◆ To do
Convert the items below into a Markdown table with two columns, Row and Item Line. Number each row and leave out any blank lines.

* Start Material shown *

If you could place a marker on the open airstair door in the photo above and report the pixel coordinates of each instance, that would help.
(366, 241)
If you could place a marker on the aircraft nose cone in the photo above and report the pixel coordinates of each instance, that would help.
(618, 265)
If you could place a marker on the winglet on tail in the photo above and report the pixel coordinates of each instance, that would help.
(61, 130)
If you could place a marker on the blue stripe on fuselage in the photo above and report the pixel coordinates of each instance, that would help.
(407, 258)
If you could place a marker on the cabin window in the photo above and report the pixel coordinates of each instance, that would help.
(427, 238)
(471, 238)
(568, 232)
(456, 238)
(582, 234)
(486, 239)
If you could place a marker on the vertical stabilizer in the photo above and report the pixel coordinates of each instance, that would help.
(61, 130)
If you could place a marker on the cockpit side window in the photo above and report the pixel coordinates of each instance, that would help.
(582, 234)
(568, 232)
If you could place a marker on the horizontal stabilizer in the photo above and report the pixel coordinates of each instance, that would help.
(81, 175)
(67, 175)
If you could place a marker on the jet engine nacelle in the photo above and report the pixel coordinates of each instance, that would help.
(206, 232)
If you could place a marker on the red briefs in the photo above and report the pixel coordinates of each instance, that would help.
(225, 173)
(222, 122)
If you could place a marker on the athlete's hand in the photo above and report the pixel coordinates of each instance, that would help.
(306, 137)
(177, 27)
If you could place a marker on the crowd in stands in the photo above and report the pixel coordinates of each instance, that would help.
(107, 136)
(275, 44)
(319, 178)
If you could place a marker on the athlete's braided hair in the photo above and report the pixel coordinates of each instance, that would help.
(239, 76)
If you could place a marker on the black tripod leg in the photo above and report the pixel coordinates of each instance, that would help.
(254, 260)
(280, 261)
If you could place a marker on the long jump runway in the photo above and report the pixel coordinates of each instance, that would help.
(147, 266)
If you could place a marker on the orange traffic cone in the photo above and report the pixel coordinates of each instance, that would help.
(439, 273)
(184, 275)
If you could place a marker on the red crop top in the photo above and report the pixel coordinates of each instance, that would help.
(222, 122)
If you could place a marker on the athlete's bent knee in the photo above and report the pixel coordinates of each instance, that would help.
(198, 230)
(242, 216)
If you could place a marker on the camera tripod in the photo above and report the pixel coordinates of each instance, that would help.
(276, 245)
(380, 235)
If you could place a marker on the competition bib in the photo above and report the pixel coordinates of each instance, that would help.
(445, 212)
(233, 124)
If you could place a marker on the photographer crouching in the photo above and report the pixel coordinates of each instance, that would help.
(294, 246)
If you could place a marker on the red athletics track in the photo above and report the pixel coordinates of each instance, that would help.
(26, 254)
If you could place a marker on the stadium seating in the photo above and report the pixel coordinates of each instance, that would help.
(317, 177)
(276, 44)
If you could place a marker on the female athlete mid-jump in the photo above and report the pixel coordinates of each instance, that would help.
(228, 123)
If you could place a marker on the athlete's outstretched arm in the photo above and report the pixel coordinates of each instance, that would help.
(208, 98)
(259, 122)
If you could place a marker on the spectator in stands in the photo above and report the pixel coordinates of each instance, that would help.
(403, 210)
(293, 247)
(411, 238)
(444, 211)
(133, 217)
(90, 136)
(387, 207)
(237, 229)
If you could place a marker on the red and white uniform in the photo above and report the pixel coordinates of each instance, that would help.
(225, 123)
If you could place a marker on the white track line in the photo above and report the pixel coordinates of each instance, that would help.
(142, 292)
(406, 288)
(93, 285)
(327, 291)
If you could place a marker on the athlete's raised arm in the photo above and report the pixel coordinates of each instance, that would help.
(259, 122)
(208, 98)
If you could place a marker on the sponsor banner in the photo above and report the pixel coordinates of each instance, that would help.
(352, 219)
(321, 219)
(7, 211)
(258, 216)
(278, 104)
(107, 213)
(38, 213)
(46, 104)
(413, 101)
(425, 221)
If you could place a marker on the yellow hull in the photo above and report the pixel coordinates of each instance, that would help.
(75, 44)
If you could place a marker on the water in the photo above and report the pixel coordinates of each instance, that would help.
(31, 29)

* End Material shown *

◆ Right answer
| Row | Item Line |
|---|---|
| 1 | If you could place a marker on the open airstair door in the photo above and report the pixel coordinates of each instance, that would help. |
| 2 | (366, 241) |
| 3 | If you could place a marker on the aircraft nose cone in the photo above and report the pixel coordinates of each instance, that would help. |
| 4 | (618, 265) |
| 5 | If you could place a marker on the winglet on tail in the photo above and report the pixel coordinates of each instance, that would help. |
| 6 | (61, 130) |
| 7 | If you could place a marker on the blue stripe on fuselage in the photo above and report the pixel coordinates of each instance, that would help. |
| 8 | (407, 258) |
| 9 | If you could place a marker on the cabin window in the photo above and report the pixel coordinates of each instance, that would help. |
| 10 | (427, 238) |
| 11 | (471, 238) |
| 12 | (568, 232) |
| 13 | (456, 238) |
| 14 | (582, 234) |
| 15 | (486, 239) |
| 16 | If you could place a marker on the vertical stabilizer in the photo above and report the pixel coordinates of each instance, that would help. |
| 17 | (61, 130) |
| 18 | If you could place a marker on the cockpit side window in the photo above and report the pixel coordinates of each instance, that would help. |
| 19 | (582, 234) |
| 20 | (568, 232) |
| 21 | If you could place a marker on the horizontal stabilizer in the photo above and report the pixel coordinates of each instance, that would help. |
| 22 | (81, 175) |
| 23 | (67, 175) |
| 24 | If you could place a marker on the jet engine nacelle in the photo above and report the pixel coordinates of each instance, that would help. |
| 25 | (206, 232) |
| 26 | If you could place a marker on the red briefs in the photo above and report the pixel coordinates of each instance, that would help. |
| 27 | (225, 173) |
| 28 | (222, 122) |
| 29 | If you could place a marker on the athlete's hand in the photo above and report the pixel coordinates of each instance, that would help. |
| 30 | (306, 137) |
| 31 | (177, 27) |
| 32 | If you could place a marker on the crowd in stands in the photo above and report the pixel coordinates of each instance, that would help. |
| 33 | (107, 136) |
| 34 | (275, 44) |
| 35 | (319, 178) |
| 36 | If you could place a marker on the athlete's braided hair in the photo above and report the pixel coordinates of each instance, that would help. |
| 37 | (239, 76) |
| 38 | If you could place a marker on the black tripod leg in the photo above and report the pixel coordinates of each instance, that would help. |
| 39 | (254, 260) |
| 40 | (280, 261) |
| 41 | If you could place a marker on the long jump runway in the photo above and report the pixel coordinates of each instance, that would help. |
| 42 | (147, 266) |
| 43 | If you could place a marker on the orange traffic cone in the photo above and report the pixel coordinates of each instance, that would help. |
| 44 | (439, 273) |
| 45 | (184, 275) |
| 46 | If you could place a marker on the red crop top in the photo above and report the pixel coordinates of each instance, that would help. |
| 47 | (222, 122) |
| 48 | If you could place a marker on the athlete's bent knee in the photo above and report the pixel coordinates of each instance, that would help. |
| 49 | (198, 230) |
| 50 | (242, 216) |
| 51 | If you could place a marker on the camera tripod in the photo above and report the pixel coordinates of each instance, that would help. |
| 52 | (276, 245) |
| 53 | (380, 235) |
| 54 | If you could place a marker on the competition bib in the photo above and report the pixel coordinates of each instance, that would help. |
| 55 | (445, 212) |
| 56 | (233, 124) |
| 57 | If you could place a marker on the photographer crouching in the photo above and report the pixel coordinates of each instance, that would help. |
| 58 | (294, 246) |
| 59 | If you could place a marker on the red athletics track in the photo above and report the pixel coordinates of each instance, that would help. |
| 60 | (26, 254) |
| 61 | If you could place a marker on the stadium seating in the photo above and report the pixel coordinates of each instance, that would help. |
| 62 | (317, 177) |
| 63 | (276, 44) |
| 64 | If you could place a marker on the female athlete mid-jump in the photo above and report the pixel coordinates of each instance, that would help. |
| 65 | (228, 123) |
| 66 | If you could place a marker on the athlete's outstretched arm in the photo above and report the pixel coordinates of each instance, that would help. |
| 67 | (208, 98) |
| 68 | (259, 122) |
| 69 | If you could place a marker on the spectator in stands in the photo above and report the pixel coordinates of each instance, that would help. |
| 70 | (403, 210) |
| 71 | (293, 247) |
| 72 | (411, 238) |
| 73 | (444, 211) |
| 74 | (133, 217) |
| 75 | (90, 136) |
| 76 | (387, 207) |
| 77 | (237, 229) |
| 78 | If you could place a marker on the red and white uniform in the photo above and report the pixel coordinates of each instance, that would help. |
| 79 | (225, 123) |
| 80 | If you could place a marker on the white track line in the photo above and report the pixel coordinates of each instance, that would help. |
| 81 | (142, 292) |
| 82 | (406, 288) |
| 83 | (93, 285) |
| 84 | (327, 291) |
| 85 | If you could place a marker on the athlete's raised arm in the photo above and report the pixel coordinates of each instance, that would help. |
| 86 | (259, 122) |
| 87 | (208, 98) |
| 88 | If you could place a marker on the sponsor banner in the photo above and report the pixel coordinates of each instance, that would help. |
| 89 | (352, 219) |
| 90 | (321, 219) |
| 91 | (7, 211) |
| 92 | (258, 216) |
| 93 | (278, 104) |
| 94 | (107, 213) |
| 95 | (38, 213) |
| 96 | (46, 104) |
| 97 | (413, 101) |
| 98 | (425, 221) |
| 99 | If you could place a marker on the yellow hull in the photo above and report the pixel coordinates of each instance, that would help. |
| 100 | (75, 44) |
| 101 | If you could place a marker on the water in the photo above and report the pixel coordinates of each instance, that would help. |
| 102 | (31, 29) |